* **WORK TASK**: Your answer must be the exact lines from the one holding "for the riverbed" through the end of the entries, with no pictures.

Saved entries:
+++
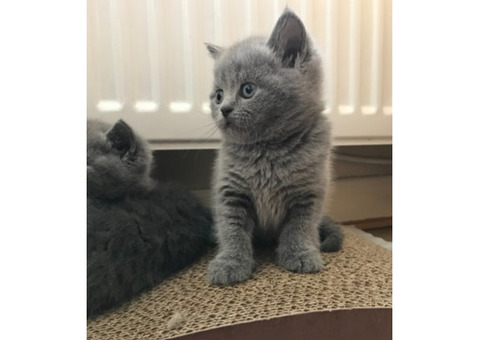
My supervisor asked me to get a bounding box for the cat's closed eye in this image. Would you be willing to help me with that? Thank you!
[240,83,256,98]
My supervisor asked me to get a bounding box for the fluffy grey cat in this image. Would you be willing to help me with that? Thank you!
[206,9,343,285]
[87,119,212,318]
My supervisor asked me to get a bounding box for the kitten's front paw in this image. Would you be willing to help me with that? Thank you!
[207,254,254,286]
[277,248,324,273]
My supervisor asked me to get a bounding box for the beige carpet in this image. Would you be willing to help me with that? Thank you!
[87,226,392,339]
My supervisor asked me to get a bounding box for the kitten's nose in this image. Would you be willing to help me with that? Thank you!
[221,106,233,118]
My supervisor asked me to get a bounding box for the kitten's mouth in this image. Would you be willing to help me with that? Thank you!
[219,118,232,130]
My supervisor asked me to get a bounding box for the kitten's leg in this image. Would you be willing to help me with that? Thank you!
[277,204,324,273]
[208,190,256,285]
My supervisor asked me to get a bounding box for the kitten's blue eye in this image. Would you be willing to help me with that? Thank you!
[215,89,224,104]
[241,83,256,98]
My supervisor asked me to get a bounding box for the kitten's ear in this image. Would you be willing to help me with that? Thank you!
[106,120,137,157]
[267,9,310,67]
[205,43,223,59]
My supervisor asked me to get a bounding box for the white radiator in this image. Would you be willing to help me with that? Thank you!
[87,0,392,148]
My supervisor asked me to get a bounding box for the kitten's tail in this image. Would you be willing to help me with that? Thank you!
[319,216,344,252]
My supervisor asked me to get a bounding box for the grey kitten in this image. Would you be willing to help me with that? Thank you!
[206,9,343,285]
[87,119,212,317]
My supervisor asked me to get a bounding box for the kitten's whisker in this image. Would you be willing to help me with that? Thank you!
[203,125,219,140]
[182,121,217,134]
[200,121,218,129]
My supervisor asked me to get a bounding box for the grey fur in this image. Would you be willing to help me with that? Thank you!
[87,119,154,200]
[87,119,213,317]
[319,216,344,252]
[206,9,343,285]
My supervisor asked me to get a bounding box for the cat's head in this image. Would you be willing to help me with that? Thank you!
[206,9,323,144]
[87,119,153,199]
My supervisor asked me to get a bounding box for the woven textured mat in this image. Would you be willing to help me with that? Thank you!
[87,226,392,339]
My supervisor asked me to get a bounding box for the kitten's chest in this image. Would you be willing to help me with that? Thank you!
[243,159,288,229]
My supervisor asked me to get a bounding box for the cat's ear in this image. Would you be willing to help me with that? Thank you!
[205,43,223,59]
[106,120,137,157]
[267,8,310,68]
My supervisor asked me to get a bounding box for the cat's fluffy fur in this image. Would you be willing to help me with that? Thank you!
[206,9,343,285]
[87,119,212,318]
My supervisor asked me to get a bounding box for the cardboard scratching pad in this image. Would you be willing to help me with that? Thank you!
[87,226,392,339]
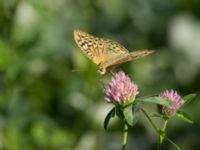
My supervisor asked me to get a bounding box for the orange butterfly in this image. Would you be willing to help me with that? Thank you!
[74,29,154,74]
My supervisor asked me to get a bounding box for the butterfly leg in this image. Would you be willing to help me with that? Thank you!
[99,74,106,88]
[108,70,115,76]
[108,66,121,76]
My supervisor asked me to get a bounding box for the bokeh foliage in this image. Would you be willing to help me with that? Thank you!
[0,0,200,150]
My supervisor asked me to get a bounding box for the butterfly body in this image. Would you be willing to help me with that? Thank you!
[74,29,154,74]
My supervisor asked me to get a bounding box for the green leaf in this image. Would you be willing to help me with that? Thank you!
[131,103,140,126]
[151,114,162,118]
[123,103,140,126]
[137,96,173,107]
[123,104,134,126]
[183,93,197,104]
[116,106,124,120]
[104,107,115,130]
[152,113,169,120]
[176,110,193,124]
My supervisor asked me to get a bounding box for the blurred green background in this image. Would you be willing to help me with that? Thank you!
[0,0,200,150]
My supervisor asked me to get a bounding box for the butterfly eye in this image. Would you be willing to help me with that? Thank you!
[98,68,106,75]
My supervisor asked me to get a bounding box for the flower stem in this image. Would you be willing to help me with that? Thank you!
[140,108,160,150]
[122,123,128,150]
[159,119,168,147]
[141,109,180,150]
[141,108,157,131]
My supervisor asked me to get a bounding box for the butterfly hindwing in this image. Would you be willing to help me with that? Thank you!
[104,40,128,55]
[99,50,154,69]
[128,50,154,61]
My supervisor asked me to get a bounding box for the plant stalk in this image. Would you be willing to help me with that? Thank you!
[159,119,168,146]
[122,123,128,150]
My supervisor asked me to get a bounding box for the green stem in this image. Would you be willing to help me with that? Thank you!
[164,136,181,150]
[122,123,128,150]
[160,120,168,144]
[157,140,161,150]
[141,108,157,131]
[141,108,160,150]
[141,109,180,150]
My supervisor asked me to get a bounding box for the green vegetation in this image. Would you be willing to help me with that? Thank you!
[0,0,200,149]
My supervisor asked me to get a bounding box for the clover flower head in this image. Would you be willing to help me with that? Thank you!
[104,71,139,106]
[160,89,184,116]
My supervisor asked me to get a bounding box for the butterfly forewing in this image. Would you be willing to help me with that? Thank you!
[74,29,108,65]
[74,29,129,65]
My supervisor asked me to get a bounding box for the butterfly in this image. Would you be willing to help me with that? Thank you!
[74,29,154,75]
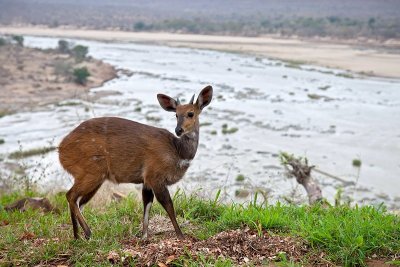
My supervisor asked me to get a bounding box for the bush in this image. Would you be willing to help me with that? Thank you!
[72,45,88,62]
[12,35,24,46]
[73,67,90,85]
[57,39,71,54]
[0,37,6,46]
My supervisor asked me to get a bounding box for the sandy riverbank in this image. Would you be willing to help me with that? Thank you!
[0,42,117,114]
[1,26,400,78]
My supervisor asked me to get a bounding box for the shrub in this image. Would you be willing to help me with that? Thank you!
[57,39,71,54]
[0,37,6,46]
[73,67,90,85]
[72,45,88,62]
[12,35,24,46]
[352,159,362,167]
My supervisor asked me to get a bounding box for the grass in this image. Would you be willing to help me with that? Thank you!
[221,124,238,134]
[235,174,245,182]
[0,191,399,266]
[8,146,56,159]
[0,109,11,118]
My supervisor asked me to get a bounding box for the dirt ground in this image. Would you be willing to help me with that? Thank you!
[0,26,399,78]
[0,43,117,114]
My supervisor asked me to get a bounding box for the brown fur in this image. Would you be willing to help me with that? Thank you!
[59,85,213,239]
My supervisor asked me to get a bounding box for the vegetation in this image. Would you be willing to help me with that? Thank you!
[72,45,89,62]
[1,1,399,40]
[11,35,24,46]
[0,139,5,145]
[222,124,238,134]
[73,67,91,85]
[8,146,56,159]
[235,174,245,182]
[352,159,362,167]
[57,39,71,54]
[0,191,398,266]
[0,37,6,46]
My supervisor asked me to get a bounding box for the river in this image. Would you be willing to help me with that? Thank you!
[0,36,399,208]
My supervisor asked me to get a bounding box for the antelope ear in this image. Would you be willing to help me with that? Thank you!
[196,85,213,111]
[157,94,178,112]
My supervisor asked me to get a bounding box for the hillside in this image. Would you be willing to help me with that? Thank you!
[1,0,399,39]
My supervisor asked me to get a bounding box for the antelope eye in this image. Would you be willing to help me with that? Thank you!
[188,112,194,118]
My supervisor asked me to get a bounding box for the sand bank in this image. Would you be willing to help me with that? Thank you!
[1,26,399,78]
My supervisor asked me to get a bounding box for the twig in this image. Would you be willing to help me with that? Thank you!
[314,168,355,186]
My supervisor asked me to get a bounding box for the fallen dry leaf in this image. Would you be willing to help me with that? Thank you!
[0,220,9,226]
[19,231,35,241]
[107,251,120,264]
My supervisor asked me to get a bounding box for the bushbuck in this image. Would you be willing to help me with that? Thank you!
[59,85,213,240]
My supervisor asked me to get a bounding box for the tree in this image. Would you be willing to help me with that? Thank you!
[12,35,24,46]
[58,40,71,53]
[72,45,89,62]
[73,67,90,85]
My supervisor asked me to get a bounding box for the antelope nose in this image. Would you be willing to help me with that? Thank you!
[175,127,184,136]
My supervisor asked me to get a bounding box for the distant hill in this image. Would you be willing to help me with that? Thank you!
[1,0,399,39]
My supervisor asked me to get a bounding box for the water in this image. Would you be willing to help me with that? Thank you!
[0,36,399,207]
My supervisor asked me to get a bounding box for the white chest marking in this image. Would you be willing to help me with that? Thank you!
[178,159,192,168]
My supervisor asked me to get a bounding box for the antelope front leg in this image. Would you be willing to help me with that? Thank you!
[141,186,154,239]
[153,186,184,239]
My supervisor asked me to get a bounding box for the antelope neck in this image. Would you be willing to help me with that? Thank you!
[173,126,199,160]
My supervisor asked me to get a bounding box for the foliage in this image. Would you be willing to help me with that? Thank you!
[8,146,56,159]
[72,45,89,62]
[73,67,90,85]
[12,35,24,46]
[0,37,6,46]
[352,159,362,167]
[57,39,71,54]
[0,139,5,145]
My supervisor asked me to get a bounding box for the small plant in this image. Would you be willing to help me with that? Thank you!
[73,67,90,85]
[0,138,5,145]
[9,146,56,159]
[0,109,9,118]
[210,130,217,135]
[72,45,89,62]
[57,39,71,54]
[200,122,212,127]
[0,37,6,46]
[222,127,238,134]
[236,174,245,182]
[352,159,362,167]
[12,35,24,46]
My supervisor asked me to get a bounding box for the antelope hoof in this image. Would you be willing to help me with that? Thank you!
[141,233,148,240]
[84,230,92,240]
[177,233,185,240]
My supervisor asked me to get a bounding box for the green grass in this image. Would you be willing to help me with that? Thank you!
[235,174,245,182]
[8,146,57,159]
[221,124,238,134]
[0,191,398,266]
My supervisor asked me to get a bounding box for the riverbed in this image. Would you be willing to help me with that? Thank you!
[0,36,399,208]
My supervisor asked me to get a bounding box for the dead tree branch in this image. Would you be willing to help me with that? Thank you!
[280,152,323,204]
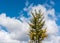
+++
* **OUTPUT**:
My supervisor asked me to get a bounding box for the riverbed in this image. Would you be willing to help me with that? Thank you!
[0,36,399,208]
My supervisor asked me to get a bounding box for the dead tree branch in this image. Would you be willing to help me with that? Thank you!
[280,152,323,204]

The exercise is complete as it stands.